Exercise directions:
Render each line of the records below as a numbered list, skipping blank lines and leaving out the pictures.

* Begin Entries *

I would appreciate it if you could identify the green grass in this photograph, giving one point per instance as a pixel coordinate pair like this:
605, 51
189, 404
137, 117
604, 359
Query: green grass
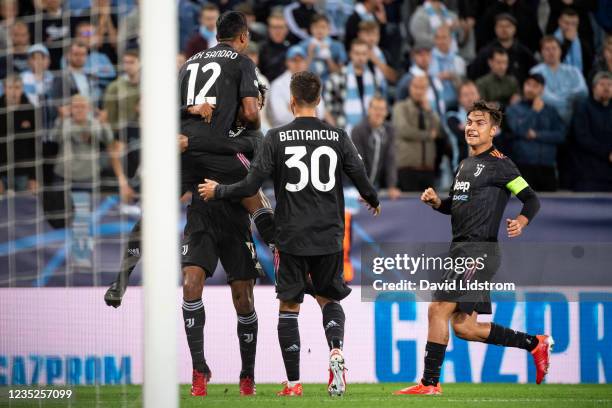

* End Entries *

Output for this task:
1. I would appreciate it if you could identify the green grass in this photograph, giving one point per instance as a pixel coordinate pair like this:
2. 605, 51
3. 189, 404
4. 137, 117
5. 604, 359
6. Query: green grass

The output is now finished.